» What to work on: Transcribe exactly the lines that fall between the one holding "point(183, 101)" and the one holding "Where can you see the indentation", inclusive, from the entries below.

» Supplied material:
*** Begin section ***
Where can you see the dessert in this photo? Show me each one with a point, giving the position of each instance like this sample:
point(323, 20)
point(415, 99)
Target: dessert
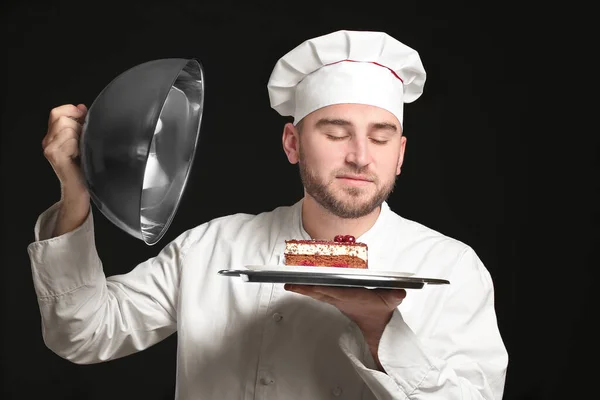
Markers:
point(342, 252)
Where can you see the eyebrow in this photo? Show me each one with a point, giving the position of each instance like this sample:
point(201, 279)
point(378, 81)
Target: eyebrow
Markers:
point(387, 126)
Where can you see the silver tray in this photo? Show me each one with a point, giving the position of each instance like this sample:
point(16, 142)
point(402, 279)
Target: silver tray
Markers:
point(332, 279)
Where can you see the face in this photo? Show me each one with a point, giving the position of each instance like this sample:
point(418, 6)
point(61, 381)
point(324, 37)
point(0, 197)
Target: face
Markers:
point(349, 156)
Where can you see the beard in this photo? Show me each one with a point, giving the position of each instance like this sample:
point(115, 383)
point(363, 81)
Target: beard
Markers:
point(351, 205)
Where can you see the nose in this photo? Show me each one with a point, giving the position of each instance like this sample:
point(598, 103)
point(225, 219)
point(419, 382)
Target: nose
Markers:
point(358, 152)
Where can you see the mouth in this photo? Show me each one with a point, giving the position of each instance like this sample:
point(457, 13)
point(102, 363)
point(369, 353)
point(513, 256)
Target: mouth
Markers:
point(354, 180)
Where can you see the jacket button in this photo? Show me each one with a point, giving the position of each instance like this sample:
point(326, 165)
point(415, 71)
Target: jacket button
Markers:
point(277, 317)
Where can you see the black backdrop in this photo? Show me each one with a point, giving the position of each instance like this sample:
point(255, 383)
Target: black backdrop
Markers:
point(483, 163)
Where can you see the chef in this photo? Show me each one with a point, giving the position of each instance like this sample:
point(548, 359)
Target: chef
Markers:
point(236, 340)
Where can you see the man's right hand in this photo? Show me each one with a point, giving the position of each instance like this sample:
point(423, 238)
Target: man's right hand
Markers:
point(61, 148)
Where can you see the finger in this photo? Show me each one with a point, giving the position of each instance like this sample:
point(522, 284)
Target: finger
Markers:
point(392, 298)
point(64, 148)
point(341, 293)
point(68, 110)
point(58, 127)
point(309, 291)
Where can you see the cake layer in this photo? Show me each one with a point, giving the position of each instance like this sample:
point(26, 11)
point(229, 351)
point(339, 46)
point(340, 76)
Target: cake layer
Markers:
point(324, 248)
point(340, 261)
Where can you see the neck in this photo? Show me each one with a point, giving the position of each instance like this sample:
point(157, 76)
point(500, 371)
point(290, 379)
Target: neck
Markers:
point(320, 223)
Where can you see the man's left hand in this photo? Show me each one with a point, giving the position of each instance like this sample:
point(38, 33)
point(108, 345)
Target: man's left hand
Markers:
point(370, 309)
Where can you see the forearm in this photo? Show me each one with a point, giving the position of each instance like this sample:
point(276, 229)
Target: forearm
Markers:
point(86, 317)
point(404, 368)
point(72, 212)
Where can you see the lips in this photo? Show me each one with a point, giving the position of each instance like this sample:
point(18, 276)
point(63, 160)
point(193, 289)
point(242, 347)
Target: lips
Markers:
point(355, 178)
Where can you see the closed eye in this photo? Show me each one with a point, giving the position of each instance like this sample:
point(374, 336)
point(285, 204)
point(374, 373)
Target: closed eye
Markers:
point(336, 138)
point(380, 142)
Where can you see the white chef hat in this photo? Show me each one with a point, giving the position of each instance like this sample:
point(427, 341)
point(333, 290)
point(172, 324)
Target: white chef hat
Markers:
point(346, 67)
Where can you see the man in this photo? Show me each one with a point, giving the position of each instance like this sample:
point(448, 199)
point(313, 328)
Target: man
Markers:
point(240, 340)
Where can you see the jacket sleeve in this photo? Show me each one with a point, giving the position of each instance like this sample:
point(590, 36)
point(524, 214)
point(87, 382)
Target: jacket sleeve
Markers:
point(464, 358)
point(89, 318)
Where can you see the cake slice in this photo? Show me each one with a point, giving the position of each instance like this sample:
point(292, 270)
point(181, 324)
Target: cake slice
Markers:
point(342, 252)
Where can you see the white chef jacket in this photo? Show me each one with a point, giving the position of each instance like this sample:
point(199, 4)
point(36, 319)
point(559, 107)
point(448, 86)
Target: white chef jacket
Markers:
point(240, 340)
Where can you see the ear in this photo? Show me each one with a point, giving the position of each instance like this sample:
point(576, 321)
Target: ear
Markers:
point(291, 141)
point(401, 154)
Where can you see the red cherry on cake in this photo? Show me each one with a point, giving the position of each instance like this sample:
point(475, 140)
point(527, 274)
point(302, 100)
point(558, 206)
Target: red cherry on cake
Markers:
point(349, 239)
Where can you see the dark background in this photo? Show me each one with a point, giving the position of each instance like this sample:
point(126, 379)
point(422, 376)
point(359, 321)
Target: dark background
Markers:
point(486, 162)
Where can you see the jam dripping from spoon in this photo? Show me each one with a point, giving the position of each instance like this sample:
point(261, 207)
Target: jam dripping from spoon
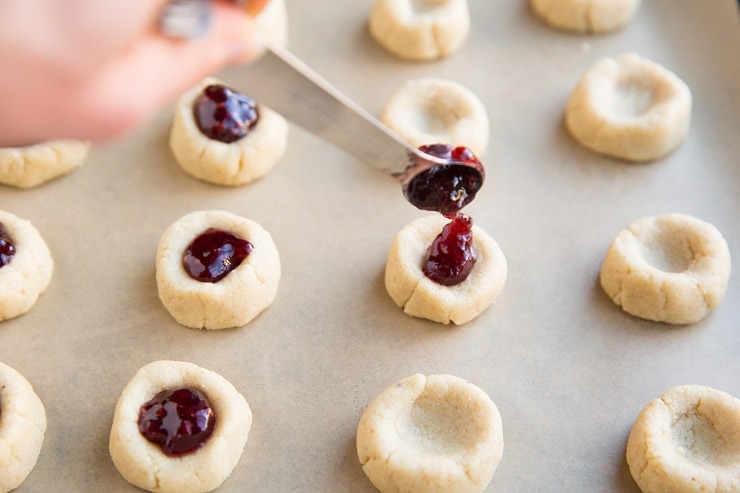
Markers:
point(224, 114)
point(7, 247)
point(447, 188)
point(446, 184)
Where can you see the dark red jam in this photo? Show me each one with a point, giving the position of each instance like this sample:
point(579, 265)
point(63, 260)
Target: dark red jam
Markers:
point(224, 114)
point(7, 247)
point(213, 254)
point(179, 421)
point(451, 256)
point(446, 188)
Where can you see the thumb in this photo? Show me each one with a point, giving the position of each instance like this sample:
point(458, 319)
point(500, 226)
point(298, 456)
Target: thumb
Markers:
point(155, 70)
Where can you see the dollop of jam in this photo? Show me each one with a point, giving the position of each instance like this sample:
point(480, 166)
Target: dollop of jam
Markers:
point(213, 254)
point(7, 247)
point(451, 256)
point(179, 421)
point(225, 114)
point(446, 188)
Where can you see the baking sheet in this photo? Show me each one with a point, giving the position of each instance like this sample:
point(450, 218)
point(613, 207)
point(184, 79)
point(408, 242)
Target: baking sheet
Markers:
point(568, 370)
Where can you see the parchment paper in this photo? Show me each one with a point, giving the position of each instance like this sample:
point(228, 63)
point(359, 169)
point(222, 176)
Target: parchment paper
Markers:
point(568, 370)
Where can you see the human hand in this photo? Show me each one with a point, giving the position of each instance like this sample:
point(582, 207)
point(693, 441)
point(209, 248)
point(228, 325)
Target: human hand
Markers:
point(94, 69)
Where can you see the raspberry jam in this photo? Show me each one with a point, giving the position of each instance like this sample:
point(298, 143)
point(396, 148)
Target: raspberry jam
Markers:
point(451, 256)
point(446, 188)
point(213, 254)
point(7, 247)
point(224, 114)
point(179, 421)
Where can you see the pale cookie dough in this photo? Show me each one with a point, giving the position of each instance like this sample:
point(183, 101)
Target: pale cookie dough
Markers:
point(273, 22)
point(420, 30)
point(438, 111)
point(234, 300)
point(586, 16)
point(232, 164)
point(29, 271)
point(629, 108)
point(143, 463)
point(687, 441)
point(421, 297)
point(22, 428)
point(31, 166)
point(672, 268)
point(430, 434)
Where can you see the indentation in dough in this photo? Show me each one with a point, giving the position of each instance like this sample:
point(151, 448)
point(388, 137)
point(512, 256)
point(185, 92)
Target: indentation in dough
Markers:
point(632, 97)
point(667, 250)
point(440, 426)
point(672, 268)
point(687, 441)
point(695, 435)
point(435, 434)
point(426, 6)
point(630, 108)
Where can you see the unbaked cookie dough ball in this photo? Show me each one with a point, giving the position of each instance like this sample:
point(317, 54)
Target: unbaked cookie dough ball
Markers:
point(629, 108)
point(147, 442)
point(26, 265)
point(22, 428)
point(687, 441)
point(430, 110)
point(586, 16)
point(436, 433)
point(222, 136)
point(216, 270)
point(672, 268)
point(31, 166)
point(419, 296)
point(420, 30)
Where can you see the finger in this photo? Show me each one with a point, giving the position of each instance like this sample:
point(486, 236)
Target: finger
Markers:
*** End section ***
» Task solution:
point(183, 101)
Target: pale cookie dough
Markers:
point(273, 22)
point(420, 30)
point(438, 111)
point(234, 300)
point(586, 16)
point(232, 164)
point(29, 271)
point(629, 108)
point(143, 463)
point(687, 441)
point(421, 297)
point(22, 428)
point(31, 166)
point(672, 268)
point(430, 434)
Where can you see the indentation in dough in this photo? Show me each one with a point, giving the position of each instance like this sample:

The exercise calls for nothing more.